» **Description of the task**
Scan the data below and state how many of its lines contain the word "aircraft", giving only the figure.

___ Records shown

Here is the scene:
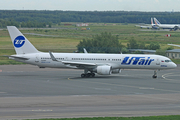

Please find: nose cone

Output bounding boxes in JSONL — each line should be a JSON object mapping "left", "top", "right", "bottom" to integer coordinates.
{"left": 172, "top": 62, "right": 177, "bottom": 68}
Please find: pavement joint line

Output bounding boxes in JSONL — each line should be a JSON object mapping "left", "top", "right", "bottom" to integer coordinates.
{"left": 71, "top": 78, "right": 180, "bottom": 93}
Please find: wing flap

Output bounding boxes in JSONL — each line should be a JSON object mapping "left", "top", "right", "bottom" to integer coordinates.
{"left": 62, "top": 61, "right": 96, "bottom": 66}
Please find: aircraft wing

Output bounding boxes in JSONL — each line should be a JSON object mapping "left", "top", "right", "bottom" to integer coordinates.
{"left": 49, "top": 51, "right": 97, "bottom": 68}
{"left": 62, "top": 61, "right": 96, "bottom": 68}
{"left": 168, "top": 44, "right": 180, "bottom": 47}
{"left": 62, "top": 61, "right": 95, "bottom": 66}
{"left": 3, "top": 55, "right": 29, "bottom": 60}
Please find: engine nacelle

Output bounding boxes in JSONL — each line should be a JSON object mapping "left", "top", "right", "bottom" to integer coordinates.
{"left": 96, "top": 65, "right": 112, "bottom": 75}
{"left": 112, "top": 69, "right": 121, "bottom": 74}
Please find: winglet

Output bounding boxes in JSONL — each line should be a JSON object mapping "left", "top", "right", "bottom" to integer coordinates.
{"left": 49, "top": 51, "right": 57, "bottom": 61}
{"left": 83, "top": 48, "right": 88, "bottom": 53}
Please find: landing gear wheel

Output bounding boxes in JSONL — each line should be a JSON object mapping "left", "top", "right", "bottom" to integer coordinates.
{"left": 152, "top": 70, "right": 157, "bottom": 79}
{"left": 86, "top": 73, "right": 91, "bottom": 78}
{"left": 81, "top": 74, "right": 86, "bottom": 78}
{"left": 81, "top": 73, "right": 95, "bottom": 78}
{"left": 91, "top": 73, "right": 95, "bottom": 77}
{"left": 152, "top": 75, "right": 157, "bottom": 78}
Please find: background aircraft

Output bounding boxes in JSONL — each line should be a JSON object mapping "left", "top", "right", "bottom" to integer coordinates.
{"left": 136, "top": 18, "right": 159, "bottom": 29}
{"left": 6, "top": 26, "right": 176, "bottom": 78}
{"left": 154, "top": 18, "right": 180, "bottom": 31}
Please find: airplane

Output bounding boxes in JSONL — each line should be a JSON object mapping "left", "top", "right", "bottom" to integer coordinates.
{"left": 136, "top": 18, "right": 159, "bottom": 29}
{"left": 5, "top": 26, "right": 177, "bottom": 78}
{"left": 154, "top": 18, "right": 180, "bottom": 31}
{"left": 150, "top": 17, "right": 159, "bottom": 29}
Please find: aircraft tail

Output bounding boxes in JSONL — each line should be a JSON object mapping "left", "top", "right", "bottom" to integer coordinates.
{"left": 151, "top": 18, "right": 154, "bottom": 25}
{"left": 154, "top": 18, "right": 161, "bottom": 25}
{"left": 7, "top": 26, "right": 39, "bottom": 54}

______

» **Written response**
3